- **ASSIGNED TASK**
Please go over the material below and count each line with the string "olive", giving only the total.
------------
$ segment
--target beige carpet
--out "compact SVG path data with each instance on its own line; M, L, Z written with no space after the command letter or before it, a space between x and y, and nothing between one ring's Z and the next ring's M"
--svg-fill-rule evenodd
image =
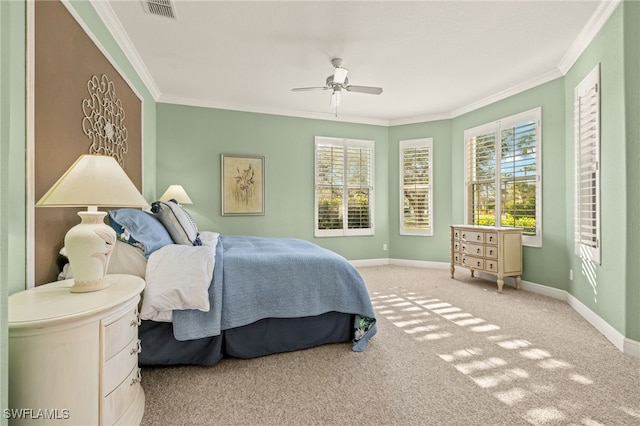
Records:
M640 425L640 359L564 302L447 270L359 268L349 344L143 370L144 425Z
------------
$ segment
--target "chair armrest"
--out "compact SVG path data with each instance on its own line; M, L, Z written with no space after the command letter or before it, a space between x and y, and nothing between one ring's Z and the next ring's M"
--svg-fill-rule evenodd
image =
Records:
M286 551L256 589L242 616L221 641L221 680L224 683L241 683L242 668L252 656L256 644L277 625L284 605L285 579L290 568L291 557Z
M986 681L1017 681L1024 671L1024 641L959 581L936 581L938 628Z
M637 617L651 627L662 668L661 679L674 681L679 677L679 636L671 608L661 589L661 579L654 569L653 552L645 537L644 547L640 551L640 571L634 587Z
------------
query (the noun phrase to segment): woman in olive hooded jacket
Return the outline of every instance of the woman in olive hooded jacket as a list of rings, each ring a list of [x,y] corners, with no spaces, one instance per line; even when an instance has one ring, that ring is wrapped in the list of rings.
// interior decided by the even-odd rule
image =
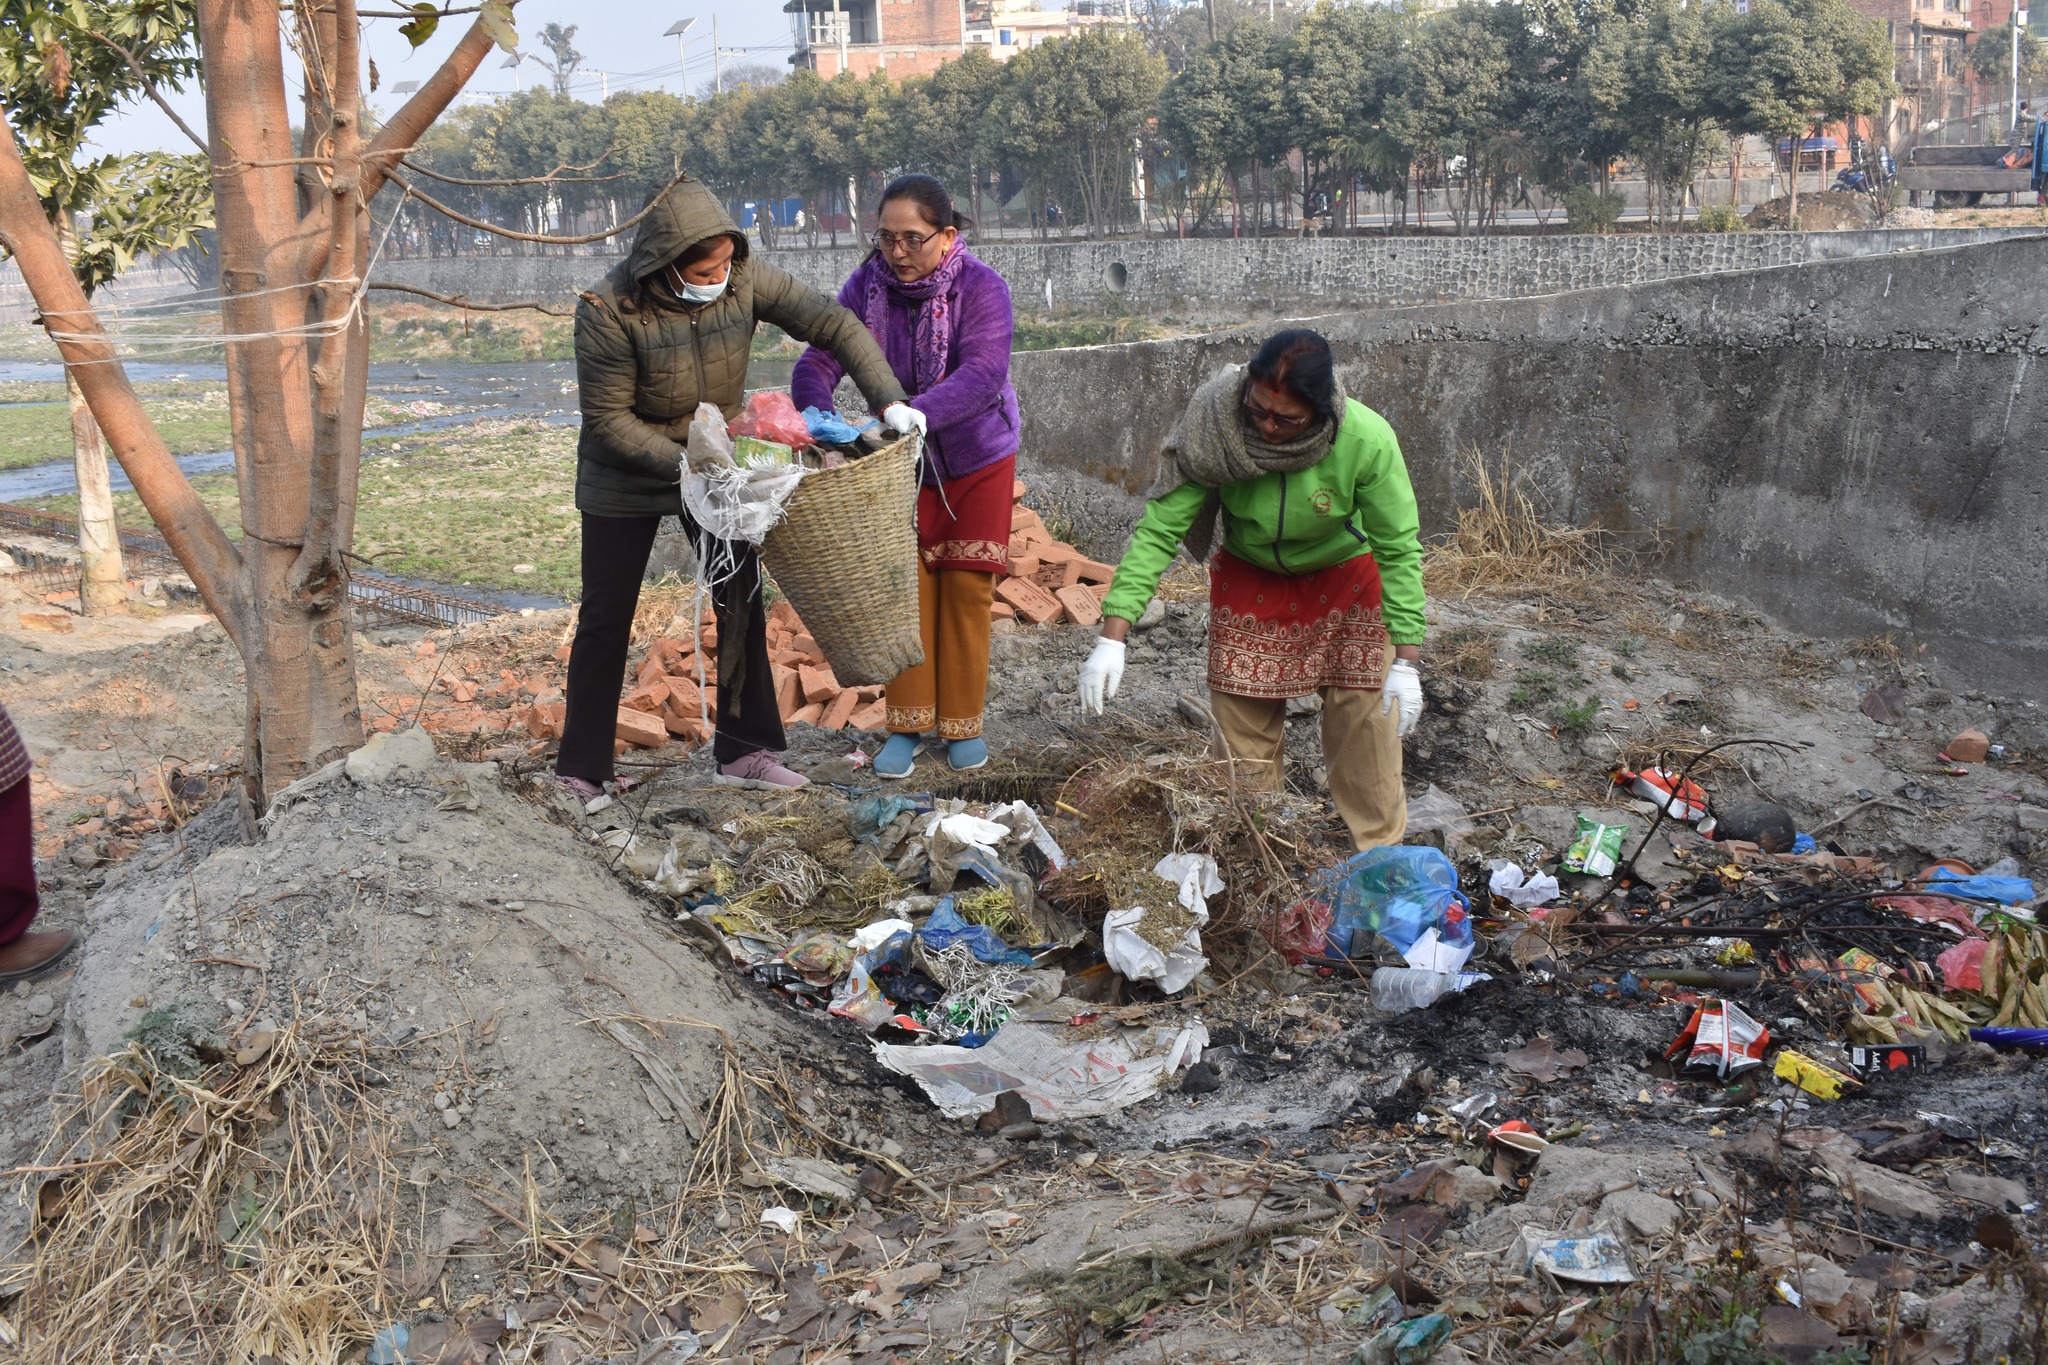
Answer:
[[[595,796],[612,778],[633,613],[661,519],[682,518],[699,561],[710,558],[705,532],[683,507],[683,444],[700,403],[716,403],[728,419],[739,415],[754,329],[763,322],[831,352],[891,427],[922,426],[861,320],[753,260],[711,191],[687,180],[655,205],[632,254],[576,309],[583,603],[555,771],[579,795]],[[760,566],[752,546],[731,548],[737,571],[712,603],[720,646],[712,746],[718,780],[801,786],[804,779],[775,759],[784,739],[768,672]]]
------------
- **ANSWER BELOW**
2